## PROBLEM DETAILS:
Each of the lines from the one that contains "Presence check for any tree" to the end of the entries below should be output exactly.

-----

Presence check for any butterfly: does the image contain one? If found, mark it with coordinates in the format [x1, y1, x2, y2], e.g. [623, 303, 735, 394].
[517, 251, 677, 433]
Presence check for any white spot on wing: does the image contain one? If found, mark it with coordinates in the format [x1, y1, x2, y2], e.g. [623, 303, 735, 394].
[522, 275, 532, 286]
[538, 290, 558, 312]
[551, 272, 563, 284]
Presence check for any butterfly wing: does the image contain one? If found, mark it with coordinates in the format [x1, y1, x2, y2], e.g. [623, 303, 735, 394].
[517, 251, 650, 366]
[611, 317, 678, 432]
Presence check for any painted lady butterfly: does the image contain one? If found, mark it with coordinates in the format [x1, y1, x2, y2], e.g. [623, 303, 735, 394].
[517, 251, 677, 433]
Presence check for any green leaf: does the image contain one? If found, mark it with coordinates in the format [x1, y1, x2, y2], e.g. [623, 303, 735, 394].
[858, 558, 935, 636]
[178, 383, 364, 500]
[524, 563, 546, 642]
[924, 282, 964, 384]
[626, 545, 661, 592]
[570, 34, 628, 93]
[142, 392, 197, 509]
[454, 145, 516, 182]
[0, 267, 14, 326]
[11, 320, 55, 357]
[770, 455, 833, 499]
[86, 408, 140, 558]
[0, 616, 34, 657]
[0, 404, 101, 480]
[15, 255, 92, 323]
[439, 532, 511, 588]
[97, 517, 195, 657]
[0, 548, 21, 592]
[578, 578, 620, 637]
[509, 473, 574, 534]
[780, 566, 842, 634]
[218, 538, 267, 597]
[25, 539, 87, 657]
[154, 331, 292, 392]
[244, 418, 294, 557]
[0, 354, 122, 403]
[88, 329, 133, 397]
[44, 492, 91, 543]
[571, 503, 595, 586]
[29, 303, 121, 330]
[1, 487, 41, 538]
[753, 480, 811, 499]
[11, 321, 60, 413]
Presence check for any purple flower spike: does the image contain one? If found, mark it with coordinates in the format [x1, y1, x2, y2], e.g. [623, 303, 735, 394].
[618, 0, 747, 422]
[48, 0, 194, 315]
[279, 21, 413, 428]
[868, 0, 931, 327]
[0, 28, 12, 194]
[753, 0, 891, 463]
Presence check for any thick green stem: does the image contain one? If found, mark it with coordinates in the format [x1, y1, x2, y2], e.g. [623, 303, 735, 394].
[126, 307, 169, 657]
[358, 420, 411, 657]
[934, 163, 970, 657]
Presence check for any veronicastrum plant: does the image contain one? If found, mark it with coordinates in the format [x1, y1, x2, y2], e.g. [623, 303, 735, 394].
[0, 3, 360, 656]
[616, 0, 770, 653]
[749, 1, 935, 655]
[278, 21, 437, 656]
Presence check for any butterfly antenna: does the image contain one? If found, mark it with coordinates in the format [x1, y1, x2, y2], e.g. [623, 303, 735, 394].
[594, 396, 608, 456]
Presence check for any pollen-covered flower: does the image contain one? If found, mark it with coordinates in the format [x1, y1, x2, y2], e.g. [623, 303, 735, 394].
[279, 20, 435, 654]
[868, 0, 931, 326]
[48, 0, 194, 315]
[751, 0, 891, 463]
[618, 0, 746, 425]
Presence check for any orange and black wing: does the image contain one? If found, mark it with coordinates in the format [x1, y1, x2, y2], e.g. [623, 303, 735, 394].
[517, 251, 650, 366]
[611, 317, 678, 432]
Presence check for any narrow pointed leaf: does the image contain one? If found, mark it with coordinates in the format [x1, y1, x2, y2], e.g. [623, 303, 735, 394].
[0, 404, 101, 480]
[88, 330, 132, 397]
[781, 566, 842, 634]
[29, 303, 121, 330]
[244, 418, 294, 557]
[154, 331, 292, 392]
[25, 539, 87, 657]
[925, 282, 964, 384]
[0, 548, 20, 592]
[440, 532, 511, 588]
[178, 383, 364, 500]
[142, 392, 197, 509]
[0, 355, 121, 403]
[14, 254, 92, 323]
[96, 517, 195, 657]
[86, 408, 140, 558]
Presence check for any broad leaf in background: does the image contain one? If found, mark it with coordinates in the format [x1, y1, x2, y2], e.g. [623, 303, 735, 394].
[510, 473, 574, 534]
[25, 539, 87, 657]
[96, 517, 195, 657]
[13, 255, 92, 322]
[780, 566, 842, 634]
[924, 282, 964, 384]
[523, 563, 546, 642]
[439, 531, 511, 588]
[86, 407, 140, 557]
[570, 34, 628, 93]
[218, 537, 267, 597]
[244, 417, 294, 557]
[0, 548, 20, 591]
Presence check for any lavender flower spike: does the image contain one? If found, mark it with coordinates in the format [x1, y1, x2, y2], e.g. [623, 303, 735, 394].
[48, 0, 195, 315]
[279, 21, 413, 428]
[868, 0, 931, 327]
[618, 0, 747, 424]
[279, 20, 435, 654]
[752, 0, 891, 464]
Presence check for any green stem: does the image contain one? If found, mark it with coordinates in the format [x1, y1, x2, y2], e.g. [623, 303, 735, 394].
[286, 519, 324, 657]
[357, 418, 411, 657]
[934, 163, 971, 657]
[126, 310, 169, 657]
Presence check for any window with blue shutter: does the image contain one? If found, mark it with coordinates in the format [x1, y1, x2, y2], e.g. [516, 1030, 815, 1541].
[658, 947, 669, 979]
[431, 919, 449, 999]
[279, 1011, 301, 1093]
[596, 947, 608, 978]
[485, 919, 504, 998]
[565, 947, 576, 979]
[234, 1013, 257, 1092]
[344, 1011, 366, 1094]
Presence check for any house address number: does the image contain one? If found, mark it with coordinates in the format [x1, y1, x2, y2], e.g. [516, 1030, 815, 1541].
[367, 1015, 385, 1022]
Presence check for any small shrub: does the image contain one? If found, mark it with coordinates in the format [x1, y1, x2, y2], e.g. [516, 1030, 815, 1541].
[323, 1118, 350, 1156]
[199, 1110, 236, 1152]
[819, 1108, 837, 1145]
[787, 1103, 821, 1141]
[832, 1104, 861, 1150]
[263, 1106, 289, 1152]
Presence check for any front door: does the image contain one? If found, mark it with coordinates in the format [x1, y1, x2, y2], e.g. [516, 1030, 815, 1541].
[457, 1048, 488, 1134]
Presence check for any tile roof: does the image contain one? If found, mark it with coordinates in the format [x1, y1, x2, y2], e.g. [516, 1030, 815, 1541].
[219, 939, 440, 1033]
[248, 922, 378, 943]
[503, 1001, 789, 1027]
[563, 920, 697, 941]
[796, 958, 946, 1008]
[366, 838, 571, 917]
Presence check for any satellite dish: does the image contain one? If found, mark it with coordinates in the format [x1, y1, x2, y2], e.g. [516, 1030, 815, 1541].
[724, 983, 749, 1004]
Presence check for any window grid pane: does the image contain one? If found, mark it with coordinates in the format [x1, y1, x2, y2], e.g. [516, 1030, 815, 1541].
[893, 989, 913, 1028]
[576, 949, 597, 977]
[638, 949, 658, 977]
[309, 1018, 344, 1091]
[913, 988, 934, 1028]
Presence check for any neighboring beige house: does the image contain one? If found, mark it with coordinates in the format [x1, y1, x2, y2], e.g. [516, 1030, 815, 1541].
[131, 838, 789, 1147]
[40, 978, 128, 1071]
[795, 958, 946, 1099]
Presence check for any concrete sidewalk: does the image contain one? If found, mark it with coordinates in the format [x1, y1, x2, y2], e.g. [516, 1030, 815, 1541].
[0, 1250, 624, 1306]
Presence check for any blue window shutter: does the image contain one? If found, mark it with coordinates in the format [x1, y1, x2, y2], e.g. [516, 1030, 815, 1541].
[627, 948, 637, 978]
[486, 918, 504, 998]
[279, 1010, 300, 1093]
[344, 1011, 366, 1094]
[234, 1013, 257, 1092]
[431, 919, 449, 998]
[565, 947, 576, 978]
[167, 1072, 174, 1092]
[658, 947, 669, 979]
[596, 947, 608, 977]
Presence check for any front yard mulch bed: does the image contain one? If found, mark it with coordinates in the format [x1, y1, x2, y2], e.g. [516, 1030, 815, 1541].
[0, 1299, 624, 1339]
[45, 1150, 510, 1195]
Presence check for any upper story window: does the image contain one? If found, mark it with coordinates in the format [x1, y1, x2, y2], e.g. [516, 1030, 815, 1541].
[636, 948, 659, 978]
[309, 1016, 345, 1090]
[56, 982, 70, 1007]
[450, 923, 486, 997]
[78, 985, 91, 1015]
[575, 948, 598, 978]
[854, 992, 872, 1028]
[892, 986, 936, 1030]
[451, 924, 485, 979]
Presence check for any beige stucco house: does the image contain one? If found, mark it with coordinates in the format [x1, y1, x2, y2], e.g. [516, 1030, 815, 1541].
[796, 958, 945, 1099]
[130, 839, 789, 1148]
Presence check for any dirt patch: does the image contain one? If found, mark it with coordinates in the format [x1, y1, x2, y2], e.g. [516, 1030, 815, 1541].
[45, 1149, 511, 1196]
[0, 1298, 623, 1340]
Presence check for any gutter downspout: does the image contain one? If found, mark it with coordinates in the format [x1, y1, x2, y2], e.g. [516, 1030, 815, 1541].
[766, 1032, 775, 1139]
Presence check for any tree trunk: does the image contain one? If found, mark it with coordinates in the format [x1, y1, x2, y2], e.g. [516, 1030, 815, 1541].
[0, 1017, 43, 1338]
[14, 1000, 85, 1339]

-----

## ANSWER AREA:
Presence check for any tree trunk: does the image contain one? If found, mark it with coordinates in the format [x1, y1, x2, y2], e.g. [516, 1030, 815, 1541].
[0, 1017, 43, 1338]
[14, 1000, 85, 1339]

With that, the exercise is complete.